= REQUEST =
Change "instance" to "occurrence" wherever it occurs in the listing below, and reproduce everything else unchanged. Leave the pictures out of your answer.

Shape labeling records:
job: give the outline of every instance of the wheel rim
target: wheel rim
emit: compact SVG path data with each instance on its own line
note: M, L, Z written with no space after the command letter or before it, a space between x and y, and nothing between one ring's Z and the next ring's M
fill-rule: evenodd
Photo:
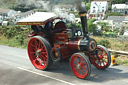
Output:
M86 60L80 55L74 55L71 58L71 69L79 78L85 78L88 75L88 65Z
M104 69L108 66L108 54L100 47L97 47L98 54L94 56L93 65L99 69Z
M38 38L31 38L28 43L30 61L37 69L45 69L48 63L48 53L45 45Z

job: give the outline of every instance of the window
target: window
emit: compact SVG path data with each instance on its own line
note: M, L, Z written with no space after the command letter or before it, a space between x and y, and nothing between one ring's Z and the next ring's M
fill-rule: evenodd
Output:
M93 13L95 13L96 12L96 10L93 10Z

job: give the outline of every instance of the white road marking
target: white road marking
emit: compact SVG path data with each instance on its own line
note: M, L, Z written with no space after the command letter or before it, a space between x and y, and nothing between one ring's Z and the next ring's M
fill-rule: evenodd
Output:
M28 57L23 57L23 56L20 56L20 55L15 55L15 54L12 54L12 53L9 53L9 52L4 52L4 51L1 51L1 50L0 50L0 53L9 54L9 55L17 56L17 57L20 57L20 58L29 59Z
M54 77L51 77L51 76L40 74L40 73L31 71L31 70L28 70L28 69L25 69L25 68L22 68L22 67L17 67L17 68L20 69L20 70L24 70L24 71L27 71L27 72L30 72L30 73L34 73L34 74L37 74L37 75L40 75L40 76L43 76L43 77L53 79L53 80L56 80L56 81L59 81L59 82L62 82L62 83L68 84L68 85L76 85L76 84L73 84L73 83L70 83L70 82L67 82L67 81L64 81L64 80L60 80L60 79L57 79L57 78L54 78Z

= ANSWER TO THE PROBLEM =
job: give the outline of every occurrence of the wheel rim
target: wheel rim
emit: compact SVG path data with each occurrence on its own line
note: M, L, Z written with no space after the command letter or before it, a space between x and y, and nothing between one ring's Z and the next ring's M
fill-rule: evenodd
Photo:
Output:
M86 60L80 55L74 55L71 58L71 69L79 78L85 78L88 75L88 65Z
M104 69L108 66L108 54L100 47L97 47L98 54L94 56L93 65L99 69Z
M38 38L31 38L28 43L30 61L37 69L45 69L48 63L48 53L45 45Z

job: give the outline of every occurrence of the window
target: window
emit: compact SVG path data with each occurrence on its own line
note: M, L, Z written with no space after the command letter or before it, a space between x and y, and nothing between one ring's Z and the next ring's M
fill-rule: evenodd
Output:
M93 13L95 13L96 12L96 10L93 10Z

job: give the outline of every occurrence of the white road marking
target: white road marking
emit: compact SVG path data with each occurrence on its own line
note: M, L, Z written with no space after the command letter or before it, a space between x and y, and nothing between one ring's Z and the next ring's M
fill-rule: evenodd
Output:
M28 57L23 57L23 56L20 56L20 55L15 55L15 54L12 54L12 53L9 53L9 52L4 52L4 51L1 51L1 50L0 50L0 53L9 54L9 55L17 56L17 57L20 57L20 58L29 59Z
M54 77L51 77L51 76L40 74L40 73L31 71L31 70L28 70L28 69L25 69L25 68L22 68L22 67L17 67L17 68L20 69L20 70L24 70L24 71L27 71L27 72L30 72L30 73L34 73L34 74L37 74L37 75L40 75L40 76L43 76L43 77L53 79L53 80L56 80L56 81L59 81L59 82L62 82L62 83L68 84L68 85L76 85L76 84L73 84L73 83L70 83L70 82L67 82L67 81L64 81L64 80L60 80L60 79L57 79L57 78L54 78Z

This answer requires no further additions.